_Problems to work on_
a) Update the testing blog post from "I change to" up to and including "correct isn't obvious.", swapping "popup" for "dialog".
b) Could you take the testing blog post further, carrying on from its final sentence?

_Selection_
As I was about to take another screenshot for this blog post, I realized there's Finnish text that is from the fact that the data I use is Finnish. I consider starting a new property with different data, but the blogging cannot distract me that much. And with that thought, I realize there must be a problem when we mix properties and links between two properties that are started with different language data - and nothing to block that. I add the ideas to my list of things that could go wrong with the new kind of concept. I also realize it's hanging on top as I process my ideas, and I compare instinctively anything to it to find out new ideas.

I take the pictures. Here's what the dialog looks like - similar enough to my spec. I can't resist clicking on the link I decided to leave for later, just to see what opens there. And with 30 second wait, I first look at the frame of it and finally see also the data.


The second dialog and the wait for it at time when I'm on my shortest patience leads me to log another issue requesting a new feature: this needs to have paging. We can't load all buildings at once. And I need to be able to search the list. Why? Because these features reflect principles we have elsewhere in the application.

I decide to spend time logging those requests now, as two separate things. But I end up writing them both on the same issue. And I decide that while I'm not going to work on this session that much longer today, I will want to see if even the basic thing works as the spec claims.

I add my first luminaire. Position 1, just one text attribute with content being the name of the attribute and I click ok. I notice I'm expecting a visible error message any moment, as I feel almost surprised when there is none. But I realize I still don't know if this worked. So I have this for a building. What is there for the other building? Changing buildings I find out - nothing. Hmm, I could expect this, seems plausible. But now what if I add with the same position? I add same position but another attribute, same principle on naming my data. And this seems to work too. I'm puzzled. I go check if the buildings were linked - they were. So something is off.

I change to the other building to realize the data there is as I just changed the second building to be. So my expectation could be off. I was expecting a popup of some sort that would warn me. I go back to read what exactly did the spec say. This is not correct. But how it is not correct isn't obvious.

_Information supplied_
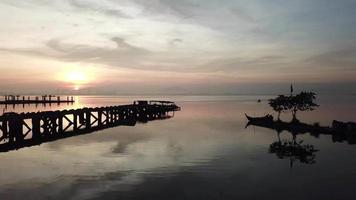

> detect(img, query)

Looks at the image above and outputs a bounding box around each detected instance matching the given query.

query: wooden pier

_Final answers_
a)
I change to the other building to realize the data there is as I just changed the second building to be. So my expectation could be off. I was expecting a dialog of some sort that would warn me. I go back to read what exactly did the spec say. This is not correct. But how it is not correct isn't obvious.

b)
The spec states that when adding a new luminaire, you go fetch the other building's same position information. No fetching I could see as user, but it was fetched in the sense that the other got overwritten. The spec states that when updating the luminaire - which is sort of what I could be doing here except I don't see anything on the visible list that I'm updating, it's "hidden" - the update goes with the latest owner. But buildings are not really owners in our terminology. I make a note talk to team about how the owner concept has been used in implementing this, or check the code. But later.

I decide the problem as I would state is is the fact that there's a hidden list of luminaire's which confuses the user. I decide that based on all the things I know on how we do things. It would make sense rather to show the luminaire's that exist through linking, as opposed to get the information as I'm adding a position number in the add dialog. If that would be the place for the functionality, it would be dependent on what information the user first enters on the dialog - complicated. But bringing the luminaire's visible isn't complicated. I ponder a moment between "unfinished work" and "program improvement". We do both anyway, the latter just have lower priority. I decide this is more of an unfinished work type of thing, as we see things.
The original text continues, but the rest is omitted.